THE PROBLEM: Which lines of the data below contain the word "sofa"? List every such line, with case counting in the match.

Entries from a pointing dataset:
§ §
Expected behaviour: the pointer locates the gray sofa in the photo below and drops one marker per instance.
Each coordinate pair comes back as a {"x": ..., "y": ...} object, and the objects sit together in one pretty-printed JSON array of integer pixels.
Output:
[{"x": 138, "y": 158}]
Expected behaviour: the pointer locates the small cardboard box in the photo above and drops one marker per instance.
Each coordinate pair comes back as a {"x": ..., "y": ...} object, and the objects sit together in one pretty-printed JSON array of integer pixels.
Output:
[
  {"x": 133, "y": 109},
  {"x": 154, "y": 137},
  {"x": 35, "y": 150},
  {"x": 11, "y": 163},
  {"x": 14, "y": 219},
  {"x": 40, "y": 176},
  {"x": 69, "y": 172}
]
§ §
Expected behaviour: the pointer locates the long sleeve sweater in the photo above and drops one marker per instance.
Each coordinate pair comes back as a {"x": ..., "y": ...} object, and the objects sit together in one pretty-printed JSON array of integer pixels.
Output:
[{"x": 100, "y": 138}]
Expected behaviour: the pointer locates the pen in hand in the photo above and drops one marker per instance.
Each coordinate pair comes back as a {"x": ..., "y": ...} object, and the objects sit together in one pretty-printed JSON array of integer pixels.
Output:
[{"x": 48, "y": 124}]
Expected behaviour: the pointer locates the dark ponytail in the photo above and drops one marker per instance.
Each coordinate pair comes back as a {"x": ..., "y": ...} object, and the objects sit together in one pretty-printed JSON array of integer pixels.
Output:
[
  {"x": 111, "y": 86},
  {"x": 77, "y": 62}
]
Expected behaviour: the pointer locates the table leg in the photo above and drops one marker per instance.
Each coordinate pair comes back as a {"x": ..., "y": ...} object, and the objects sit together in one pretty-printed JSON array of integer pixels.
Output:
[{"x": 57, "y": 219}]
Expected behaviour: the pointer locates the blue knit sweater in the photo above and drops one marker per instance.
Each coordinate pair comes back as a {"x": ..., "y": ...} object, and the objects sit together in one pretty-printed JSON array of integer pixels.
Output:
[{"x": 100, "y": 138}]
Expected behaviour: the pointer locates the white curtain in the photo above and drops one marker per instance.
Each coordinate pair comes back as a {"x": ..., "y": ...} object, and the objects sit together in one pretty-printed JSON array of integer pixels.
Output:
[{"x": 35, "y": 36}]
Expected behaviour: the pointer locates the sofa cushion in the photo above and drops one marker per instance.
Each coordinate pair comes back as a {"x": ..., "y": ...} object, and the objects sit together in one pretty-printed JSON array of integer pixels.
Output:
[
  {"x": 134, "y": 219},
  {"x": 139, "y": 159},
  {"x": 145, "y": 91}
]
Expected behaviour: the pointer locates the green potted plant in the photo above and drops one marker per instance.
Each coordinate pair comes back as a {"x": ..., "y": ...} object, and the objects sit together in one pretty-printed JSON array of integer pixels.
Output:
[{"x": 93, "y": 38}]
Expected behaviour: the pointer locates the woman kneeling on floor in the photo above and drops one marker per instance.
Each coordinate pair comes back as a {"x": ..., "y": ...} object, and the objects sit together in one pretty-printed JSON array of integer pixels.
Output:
§ §
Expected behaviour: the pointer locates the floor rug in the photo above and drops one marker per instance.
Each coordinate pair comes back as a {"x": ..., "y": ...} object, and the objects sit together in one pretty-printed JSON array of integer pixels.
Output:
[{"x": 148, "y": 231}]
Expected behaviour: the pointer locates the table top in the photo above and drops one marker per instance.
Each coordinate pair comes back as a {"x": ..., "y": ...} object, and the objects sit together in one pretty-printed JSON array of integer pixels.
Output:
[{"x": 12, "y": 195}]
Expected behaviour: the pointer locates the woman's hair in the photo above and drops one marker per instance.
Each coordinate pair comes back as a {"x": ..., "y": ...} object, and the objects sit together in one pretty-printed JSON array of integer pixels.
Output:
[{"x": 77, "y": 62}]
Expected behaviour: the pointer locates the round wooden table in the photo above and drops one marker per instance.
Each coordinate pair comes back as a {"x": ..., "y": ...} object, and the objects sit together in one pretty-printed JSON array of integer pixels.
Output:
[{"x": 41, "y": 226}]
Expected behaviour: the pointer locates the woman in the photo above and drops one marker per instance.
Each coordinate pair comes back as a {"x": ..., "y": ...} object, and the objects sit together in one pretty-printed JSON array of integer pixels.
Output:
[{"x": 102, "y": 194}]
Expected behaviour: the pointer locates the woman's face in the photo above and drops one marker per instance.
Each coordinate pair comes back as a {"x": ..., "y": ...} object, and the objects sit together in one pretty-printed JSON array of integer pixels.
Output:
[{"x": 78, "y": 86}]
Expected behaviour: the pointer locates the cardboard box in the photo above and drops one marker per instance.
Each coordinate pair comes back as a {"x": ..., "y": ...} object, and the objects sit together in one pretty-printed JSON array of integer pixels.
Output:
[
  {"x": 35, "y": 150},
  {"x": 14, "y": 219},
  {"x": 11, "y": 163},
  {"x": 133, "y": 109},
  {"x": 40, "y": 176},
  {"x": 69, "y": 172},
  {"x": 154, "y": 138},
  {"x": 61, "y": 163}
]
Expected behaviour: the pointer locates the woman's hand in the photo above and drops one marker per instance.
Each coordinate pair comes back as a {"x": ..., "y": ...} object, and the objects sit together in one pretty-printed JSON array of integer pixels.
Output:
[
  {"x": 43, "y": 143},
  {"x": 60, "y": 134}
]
§ §
SOLUTION:
Expected behaviour: the pointer locates the gray sofa in the photo below and drops one marker per instance.
Expected behaviour: the pointer locates the sofa cushion in the photo above and drops one marker per instance.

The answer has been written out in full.